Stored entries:
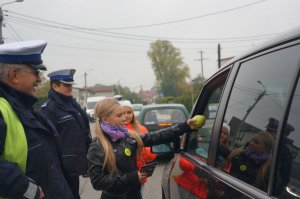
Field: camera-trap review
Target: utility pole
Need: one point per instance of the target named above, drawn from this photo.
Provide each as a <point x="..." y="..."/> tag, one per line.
<point x="85" y="85"/>
<point x="201" y="60"/>
<point x="219" y="56"/>
<point x="1" y="24"/>
<point x="1" y="18"/>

Assignment → Reproduce the records above exactly, leaving out every picture they contain.

Response for this exercise →
Field: camera-trap review
Target: utility pole
Need: one point per instance of the target named above, drawn from this photo.
Provide each as a <point x="..." y="..."/> tag, one per line.
<point x="85" y="85"/>
<point x="201" y="60"/>
<point x="219" y="56"/>
<point x="1" y="24"/>
<point x="1" y="18"/>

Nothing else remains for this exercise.